> REQUIRED WORK:
Copy each of the rows below word for word, changing and leaving out nothing.

> SUPPLIED DATA:

════════════════════

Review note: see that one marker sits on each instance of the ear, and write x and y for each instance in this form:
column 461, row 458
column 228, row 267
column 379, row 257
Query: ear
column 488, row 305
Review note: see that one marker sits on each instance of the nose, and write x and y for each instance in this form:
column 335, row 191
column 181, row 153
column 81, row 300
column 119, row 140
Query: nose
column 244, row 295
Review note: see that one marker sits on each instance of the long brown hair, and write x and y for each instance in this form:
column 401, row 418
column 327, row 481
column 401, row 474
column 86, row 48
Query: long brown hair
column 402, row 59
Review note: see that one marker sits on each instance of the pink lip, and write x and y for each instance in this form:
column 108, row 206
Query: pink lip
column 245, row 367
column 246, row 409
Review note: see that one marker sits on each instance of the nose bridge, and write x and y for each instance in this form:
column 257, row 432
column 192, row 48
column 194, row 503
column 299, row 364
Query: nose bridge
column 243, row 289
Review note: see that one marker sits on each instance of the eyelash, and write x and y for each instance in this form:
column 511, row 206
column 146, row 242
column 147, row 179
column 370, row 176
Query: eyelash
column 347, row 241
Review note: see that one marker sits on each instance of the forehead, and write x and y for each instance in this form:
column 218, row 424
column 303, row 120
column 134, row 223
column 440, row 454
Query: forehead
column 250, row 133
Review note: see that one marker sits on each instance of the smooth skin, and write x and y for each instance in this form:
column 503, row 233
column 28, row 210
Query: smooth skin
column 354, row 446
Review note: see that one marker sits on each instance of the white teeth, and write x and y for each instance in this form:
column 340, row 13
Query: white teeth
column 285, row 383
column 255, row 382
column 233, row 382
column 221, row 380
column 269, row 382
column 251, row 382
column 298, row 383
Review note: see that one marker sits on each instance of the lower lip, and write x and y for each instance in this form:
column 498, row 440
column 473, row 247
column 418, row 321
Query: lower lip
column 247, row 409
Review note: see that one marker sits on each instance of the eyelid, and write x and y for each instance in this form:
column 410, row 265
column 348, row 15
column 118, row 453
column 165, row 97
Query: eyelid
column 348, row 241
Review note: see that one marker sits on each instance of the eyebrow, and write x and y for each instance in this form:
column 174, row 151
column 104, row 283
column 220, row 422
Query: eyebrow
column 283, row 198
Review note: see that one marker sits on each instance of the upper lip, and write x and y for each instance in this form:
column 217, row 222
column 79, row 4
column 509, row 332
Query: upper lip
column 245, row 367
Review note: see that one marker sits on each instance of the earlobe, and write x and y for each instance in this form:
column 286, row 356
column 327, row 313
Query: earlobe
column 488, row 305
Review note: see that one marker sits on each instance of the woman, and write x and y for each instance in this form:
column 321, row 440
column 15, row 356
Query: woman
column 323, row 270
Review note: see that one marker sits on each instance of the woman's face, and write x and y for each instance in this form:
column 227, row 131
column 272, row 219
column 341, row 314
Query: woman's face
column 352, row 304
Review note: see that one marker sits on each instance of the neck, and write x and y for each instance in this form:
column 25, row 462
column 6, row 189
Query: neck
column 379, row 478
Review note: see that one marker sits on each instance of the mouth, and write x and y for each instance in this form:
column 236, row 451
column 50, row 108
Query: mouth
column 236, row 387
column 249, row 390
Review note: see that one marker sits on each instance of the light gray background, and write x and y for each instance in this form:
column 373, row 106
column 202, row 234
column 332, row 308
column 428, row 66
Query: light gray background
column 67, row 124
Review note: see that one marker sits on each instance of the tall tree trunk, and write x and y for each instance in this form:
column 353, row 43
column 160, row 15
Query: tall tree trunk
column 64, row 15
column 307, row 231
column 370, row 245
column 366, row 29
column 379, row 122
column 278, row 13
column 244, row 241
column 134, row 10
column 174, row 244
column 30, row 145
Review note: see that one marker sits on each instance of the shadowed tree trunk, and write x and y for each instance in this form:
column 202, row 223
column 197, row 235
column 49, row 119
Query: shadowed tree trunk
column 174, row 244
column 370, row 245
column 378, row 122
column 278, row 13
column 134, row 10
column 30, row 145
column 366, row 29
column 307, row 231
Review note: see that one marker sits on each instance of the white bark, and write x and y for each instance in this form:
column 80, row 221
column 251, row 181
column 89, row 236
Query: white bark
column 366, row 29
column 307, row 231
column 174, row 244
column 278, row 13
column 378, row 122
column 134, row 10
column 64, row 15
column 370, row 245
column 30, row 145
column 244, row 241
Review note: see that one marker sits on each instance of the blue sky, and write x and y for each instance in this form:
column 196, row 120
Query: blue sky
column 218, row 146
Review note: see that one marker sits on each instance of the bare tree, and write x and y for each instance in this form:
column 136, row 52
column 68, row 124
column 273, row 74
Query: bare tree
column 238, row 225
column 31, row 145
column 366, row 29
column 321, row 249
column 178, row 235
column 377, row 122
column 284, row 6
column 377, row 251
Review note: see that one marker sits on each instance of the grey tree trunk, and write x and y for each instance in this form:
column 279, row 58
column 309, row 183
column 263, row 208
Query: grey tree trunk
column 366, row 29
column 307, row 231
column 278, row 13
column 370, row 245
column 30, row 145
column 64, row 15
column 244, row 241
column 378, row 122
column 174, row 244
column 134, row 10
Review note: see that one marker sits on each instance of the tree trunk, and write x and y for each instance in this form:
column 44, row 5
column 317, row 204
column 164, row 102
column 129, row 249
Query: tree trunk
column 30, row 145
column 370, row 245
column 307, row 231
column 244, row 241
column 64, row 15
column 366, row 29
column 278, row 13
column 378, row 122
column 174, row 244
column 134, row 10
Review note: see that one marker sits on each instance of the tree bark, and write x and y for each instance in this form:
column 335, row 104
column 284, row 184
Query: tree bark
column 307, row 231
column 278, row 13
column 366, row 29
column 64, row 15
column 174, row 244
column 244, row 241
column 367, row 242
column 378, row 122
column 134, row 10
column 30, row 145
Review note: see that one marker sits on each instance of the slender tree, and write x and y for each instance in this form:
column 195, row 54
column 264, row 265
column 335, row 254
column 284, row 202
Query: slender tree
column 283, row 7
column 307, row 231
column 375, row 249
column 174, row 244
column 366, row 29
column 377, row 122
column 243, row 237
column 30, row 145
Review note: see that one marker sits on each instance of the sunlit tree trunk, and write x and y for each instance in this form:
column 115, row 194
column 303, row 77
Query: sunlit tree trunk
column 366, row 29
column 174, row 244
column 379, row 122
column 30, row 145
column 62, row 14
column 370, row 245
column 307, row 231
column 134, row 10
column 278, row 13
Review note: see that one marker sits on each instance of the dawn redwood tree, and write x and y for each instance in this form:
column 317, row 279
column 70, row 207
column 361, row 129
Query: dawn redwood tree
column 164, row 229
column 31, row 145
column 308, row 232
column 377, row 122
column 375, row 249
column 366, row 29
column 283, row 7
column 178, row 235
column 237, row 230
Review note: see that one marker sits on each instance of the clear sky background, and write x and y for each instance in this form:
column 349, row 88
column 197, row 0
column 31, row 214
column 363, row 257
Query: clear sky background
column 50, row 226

════════════════════

> RESULT OF THE EXERCISE:
Review note: see that one marker sits on each instance of the ear, and write x and y for each instance in this form:
column 461, row 458
column 228, row 267
column 379, row 257
Query: ear
column 488, row 305
Review note: see that one marker sits on each instance of the nose, and write x and y for each instance in this form:
column 335, row 191
column 181, row 153
column 81, row 300
column 119, row 140
Query: nose
column 244, row 295
Review note: see that one marker sits on each instance of the long brown hair, and write x and y for each instance in this form:
column 401, row 418
column 327, row 481
column 401, row 474
column 86, row 48
Query: long brown hair
column 402, row 59
Review note: see that one marker sits on each instance of the pink lip, and write x and y for each instance in this form:
column 108, row 206
Query: pink lip
column 245, row 367
column 246, row 409
Review note: see that one marker sits on each instance of the nose bridge, and write x and y for each instance in this form:
column 257, row 432
column 192, row 48
column 194, row 503
column 299, row 364
Query: nose bridge
column 243, row 289
Review note: see that one marker sits on each instance of the eyelash, and write x and y for each instance in this form:
column 511, row 206
column 146, row 242
column 147, row 179
column 370, row 176
Query: eyelash
column 347, row 241
Review note: see that one marker sits on each instance of the forehead, and write x and y for each instance in this form:
column 218, row 424
column 303, row 120
column 134, row 223
column 440, row 454
Query: forehead
column 250, row 133
Review note: see that one marker sits on each instance of the smooth skin, and write x and y for each instance in this form:
column 503, row 233
column 28, row 210
Query: smooth skin
column 354, row 446
Review note: see that one marker sits on each instance of the white teeth, and write x and y for each instance in this form:
column 340, row 13
Query: white teeth
column 285, row 383
column 255, row 382
column 233, row 382
column 221, row 380
column 269, row 382
column 251, row 382
column 298, row 383
Review note: see that one marker sits on each instance of the lower lip, and write x and y for each instance in this form:
column 498, row 440
column 473, row 247
column 418, row 321
Query: lower lip
column 247, row 409
Review note: see that one marker sits on each instance of the eyelid, and write x and y for each instance in this form:
column 410, row 265
column 348, row 15
column 118, row 453
column 165, row 97
Query: eyelid
column 348, row 241
Review note: see that one marker sits on each instance of the eyebrow, and write x and y for each instance in this form:
column 174, row 151
column 104, row 283
column 220, row 422
Query: eyebrow
column 283, row 198
Review note: see that one marker sits on each instance of the upper lip, and write x and y for each instance in this form:
column 217, row 222
column 79, row 4
column 509, row 332
Query: upper lip
column 245, row 367
Review note: see that one marker sits on each instance of the earlobe, and write x and y for each instance in this form:
column 286, row 356
column 327, row 313
Query: earlobe
column 488, row 305
Review note: see that one marker sits on each instance of the woman, and write x and y for each instance in this form:
column 321, row 440
column 15, row 356
Query: woman
column 323, row 270
Review note: see that one marker sits on each instance of the woman's face, and write x and y for each instance in this form:
column 227, row 131
column 272, row 219
column 341, row 314
Query: woman's face
column 352, row 304
Review note: see that one marker sits on each instance of the neck, and write x and y for each instance in this form:
column 25, row 462
column 6, row 189
Query: neck
column 379, row 478
Review note: see that one marker sits on each instance of the mouth, and write x and y for each instance in this form:
column 236, row 451
column 50, row 108
Query: mouth
column 236, row 387
column 249, row 390
Review note: see that one marker sits on each instance of the light gray background, and write x and y for each instance in this form:
column 373, row 106
column 202, row 234
column 332, row 308
column 428, row 66
Query: light gray background
column 67, row 124
Review note: see that one marker sits on each instance of the tall tree trunk, and write x and y for each instance in this form:
column 353, row 43
column 160, row 15
Query: tall tree trunk
column 64, row 15
column 307, row 231
column 370, row 245
column 366, row 29
column 379, row 122
column 278, row 13
column 244, row 241
column 134, row 10
column 174, row 244
column 30, row 145
Review note: see that one marker sits on each instance of the shadowed tree trunk, and write x and y for each instance in this form:
column 202, row 223
column 197, row 235
column 49, row 119
Query: shadowed tree trunk
column 174, row 244
column 370, row 245
column 378, row 122
column 278, row 13
column 134, row 10
column 30, row 145
column 366, row 29
column 307, row 231
Review note: see that one marker sits on each instance of the white bark, and write x and y for each instance in this form:
column 80, row 221
column 251, row 181
column 89, row 236
Query: white bark
column 366, row 29
column 307, row 231
column 174, row 244
column 278, row 13
column 378, row 122
column 134, row 10
column 64, row 15
column 370, row 245
column 30, row 145
column 244, row 241
Review note: see that one marker sits on each instance of the blue sky, and write x and y for each instance in this form:
column 196, row 120
Query: blue sky
column 218, row 146
Review note: see that one marker sits on each instance of the bare tree, and write x and y for each instance in this form:
column 136, row 52
column 68, row 124
column 273, row 74
Query: bare tree
column 238, row 225
column 31, row 145
column 366, row 29
column 321, row 249
column 178, row 235
column 377, row 122
column 284, row 6
column 377, row 251
Review note: see that one marker sits on each instance of the grey tree trunk, and write x and y for each instance in this form:
column 279, row 58
column 309, row 183
column 263, row 208
Query: grey tree trunk
column 366, row 29
column 307, row 231
column 278, row 13
column 370, row 245
column 30, row 145
column 64, row 15
column 244, row 241
column 378, row 122
column 174, row 244
column 134, row 10
Review note: see that one marker sits on each instance of the tree trunk, and write x and y for each instance in this form:
column 44, row 5
column 317, row 204
column 164, row 102
column 129, row 249
Query: tree trunk
column 30, row 145
column 370, row 245
column 307, row 231
column 244, row 241
column 64, row 15
column 366, row 29
column 278, row 13
column 378, row 122
column 174, row 244
column 134, row 10
Review note: see that one marker sits on each instance of the tree bark, and write x and y for each instance in this form:
column 335, row 104
column 284, row 184
Query: tree bark
column 307, row 231
column 278, row 13
column 366, row 29
column 64, row 15
column 174, row 244
column 244, row 241
column 367, row 242
column 378, row 122
column 134, row 10
column 30, row 145
Review note: see that one marker sits on each instance of the slender tree, and write x and y for each instance in this form:
column 195, row 54
column 264, row 265
column 335, row 254
column 284, row 202
Query: slender tree
column 283, row 7
column 307, row 231
column 375, row 249
column 174, row 244
column 366, row 29
column 377, row 122
column 243, row 237
column 30, row 145
Review note: see that one marker sits on each instance of the sunlit tree trunk, and write x and y for each instance in this form:
column 115, row 194
column 303, row 77
Query: sunlit tree trunk
column 366, row 29
column 174, row 244
column 379, row 122
column 30, row 145
column 62, row 14
column 370, row 245
column 307, row 231
column 134, row 10
column 278, row 13
Review note: see that one marker sits on each instance of the dawn redwood tree, and write x and y for each instance in this form:
column 317, row 279
column 70, row 207
column 361, row 129
Query: dawn redwood tree
column 164, row 229
column 31, row 145
column 308, row 232
column 377, row 122
column 375, row 249
column 366, row 29
column 283, row 7
column 178, row 235
column 237, row 230
Review note: see that one marker sits on each instance of the clear sky background, and write x and y for each instance in this form:
column 349, row 88
column 197, row 0
column 31, row 214
column 363, row 257
Query: clear sky background
column 50, row 226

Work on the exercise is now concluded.